The task:
Reproduce every one of the entries below line for line, with no change to any word or number.

▼▼▼

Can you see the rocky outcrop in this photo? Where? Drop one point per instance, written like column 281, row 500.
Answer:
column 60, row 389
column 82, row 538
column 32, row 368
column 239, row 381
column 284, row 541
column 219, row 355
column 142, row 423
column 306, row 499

▲▲▲

Task response:
Can you see the rocky outcrop in this photo? Where? Drop one point per instance, written like column 281, row 500.
Answer:
column 60, row 389
column 82, row 538
column 32, row 368
column 239, row 381
column 284, row 541
column 219, row 355
column 142, row 423
column 306, row 499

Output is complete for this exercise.